The tcp forwarder needs to remove the "/Users/andrew/Sites/xyz" path prefix, and only forward the relative path part (e.g. "spec/models/user_spec.rb")

The tcp listener needs to know what to do with the relative path, which means prefixing it with the "/vagrant" path.

I still think that using the Listen.to method is not the best thing to do for a couple of reasons. Listen.to already handles a lot of things (single paths, multiple paths, object vs block API). Using it would add to the complexity and could potentially confuse users.

Moreover, consider the following example:

Listen.to('/vagrant')
# vs.
Listen.to('/vagrant', on: 3333)

Isn't it a bit confusing? If you haven't read the docs, you probably won't know what the :on option does or that these two method calls are totally different.

Now consider the following:

Listen.to('/vagrant')

# vs.

Listen.on(3333, :base_directory => '/vagrant')
# or ...
Listen.on(3333, :prefix => '/vagrant')

The method calls have different signatures which indicates they are used for different reasons.
########
Quote the whole excerpt on the TCP forwarder and listener in Listen back word for word.
########
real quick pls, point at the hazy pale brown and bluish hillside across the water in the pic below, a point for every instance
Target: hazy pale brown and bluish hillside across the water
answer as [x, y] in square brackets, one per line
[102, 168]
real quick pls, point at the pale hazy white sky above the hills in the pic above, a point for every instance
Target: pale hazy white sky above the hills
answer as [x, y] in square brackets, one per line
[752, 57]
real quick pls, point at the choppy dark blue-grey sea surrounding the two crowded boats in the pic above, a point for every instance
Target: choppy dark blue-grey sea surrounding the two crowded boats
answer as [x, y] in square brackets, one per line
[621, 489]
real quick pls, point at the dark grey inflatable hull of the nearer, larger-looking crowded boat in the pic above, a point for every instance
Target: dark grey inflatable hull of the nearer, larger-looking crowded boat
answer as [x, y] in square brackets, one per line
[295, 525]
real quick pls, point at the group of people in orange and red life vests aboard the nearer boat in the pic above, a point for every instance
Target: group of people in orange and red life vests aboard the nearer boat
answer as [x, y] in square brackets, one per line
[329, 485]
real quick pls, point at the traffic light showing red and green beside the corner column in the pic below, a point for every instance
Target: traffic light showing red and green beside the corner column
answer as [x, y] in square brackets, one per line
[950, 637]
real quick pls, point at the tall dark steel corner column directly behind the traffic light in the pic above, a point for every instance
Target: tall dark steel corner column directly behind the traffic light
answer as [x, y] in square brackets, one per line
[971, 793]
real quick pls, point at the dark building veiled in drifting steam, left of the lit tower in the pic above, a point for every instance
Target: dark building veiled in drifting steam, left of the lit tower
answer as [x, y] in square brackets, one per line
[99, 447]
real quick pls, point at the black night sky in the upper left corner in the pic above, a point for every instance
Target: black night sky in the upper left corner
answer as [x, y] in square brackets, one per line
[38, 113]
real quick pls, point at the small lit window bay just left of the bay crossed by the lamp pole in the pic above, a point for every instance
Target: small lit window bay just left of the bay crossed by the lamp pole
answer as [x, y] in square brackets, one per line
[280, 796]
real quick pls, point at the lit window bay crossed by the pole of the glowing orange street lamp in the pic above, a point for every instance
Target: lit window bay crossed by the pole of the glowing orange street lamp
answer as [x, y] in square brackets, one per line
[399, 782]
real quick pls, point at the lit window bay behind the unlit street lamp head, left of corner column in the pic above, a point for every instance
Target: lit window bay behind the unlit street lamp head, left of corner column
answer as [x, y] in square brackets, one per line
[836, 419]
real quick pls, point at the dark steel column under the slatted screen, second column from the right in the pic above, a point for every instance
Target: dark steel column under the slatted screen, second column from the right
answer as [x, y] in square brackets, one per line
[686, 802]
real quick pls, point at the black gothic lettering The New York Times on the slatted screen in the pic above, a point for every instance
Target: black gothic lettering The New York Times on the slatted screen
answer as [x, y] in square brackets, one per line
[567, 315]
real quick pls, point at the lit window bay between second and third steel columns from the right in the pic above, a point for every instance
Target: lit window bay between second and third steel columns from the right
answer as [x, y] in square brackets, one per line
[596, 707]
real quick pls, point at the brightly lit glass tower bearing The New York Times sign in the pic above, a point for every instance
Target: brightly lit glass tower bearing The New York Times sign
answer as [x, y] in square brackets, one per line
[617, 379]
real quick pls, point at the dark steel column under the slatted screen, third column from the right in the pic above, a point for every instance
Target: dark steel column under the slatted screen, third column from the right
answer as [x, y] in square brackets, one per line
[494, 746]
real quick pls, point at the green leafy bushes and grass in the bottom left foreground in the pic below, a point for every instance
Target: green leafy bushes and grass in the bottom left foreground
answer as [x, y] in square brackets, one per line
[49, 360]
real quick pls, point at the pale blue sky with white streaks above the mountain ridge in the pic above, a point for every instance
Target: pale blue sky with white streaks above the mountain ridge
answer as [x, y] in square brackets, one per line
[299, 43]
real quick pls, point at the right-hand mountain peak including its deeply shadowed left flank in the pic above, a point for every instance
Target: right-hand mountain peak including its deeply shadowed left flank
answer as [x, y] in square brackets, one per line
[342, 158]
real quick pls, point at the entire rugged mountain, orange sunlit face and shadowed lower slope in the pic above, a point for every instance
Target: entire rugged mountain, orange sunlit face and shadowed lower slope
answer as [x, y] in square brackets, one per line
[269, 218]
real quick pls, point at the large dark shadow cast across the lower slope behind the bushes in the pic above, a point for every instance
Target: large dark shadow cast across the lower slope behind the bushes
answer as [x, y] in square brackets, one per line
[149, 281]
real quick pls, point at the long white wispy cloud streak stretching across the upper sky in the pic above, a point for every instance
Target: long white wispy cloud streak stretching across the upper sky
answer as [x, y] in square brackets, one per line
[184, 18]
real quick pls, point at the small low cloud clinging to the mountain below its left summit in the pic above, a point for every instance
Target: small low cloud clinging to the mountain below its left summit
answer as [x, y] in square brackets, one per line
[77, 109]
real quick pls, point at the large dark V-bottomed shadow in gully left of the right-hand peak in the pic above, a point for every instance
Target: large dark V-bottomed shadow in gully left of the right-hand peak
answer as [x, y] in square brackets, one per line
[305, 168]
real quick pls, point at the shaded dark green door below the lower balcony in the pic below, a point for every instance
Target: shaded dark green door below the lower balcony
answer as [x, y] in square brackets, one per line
########
--- RESULT OF THE TASK ---
The tcp forwarder needs to remove the "/Users/andrew/Sites/xyz" path prefix, and only forward the relative path part (e.g. "spec/models/user_spec.rb")

The tcp listener needs to know what to do with the relative path, which means prefixing it with the "/vagrant" path.

I still think that using the Listen.to method is not the best thing to do for a couple of reasons. Listen.to already handles a lot of things (single paths, multiple paths, object vs block API). Using it would add to the complexity and could potentially confuse users.

Moreover, consider the following example:

Listen.to('/vagrant')
# vs.
Listen.to('/vagrant', on: 3333)

Isn't it a bit confusing? If you haven't read the docs, you probably won't know what the :on option does or that these two method calls are totally different.

Now consider the following:

Listen.to('/vagrant')

# vs.

Listen.on(3333, :base_directory => '/vagrant')
# or ...
Listen.on(3333, :prefix => '/vagrant')

The method calls have different signatures which indicates they are used for different reasons.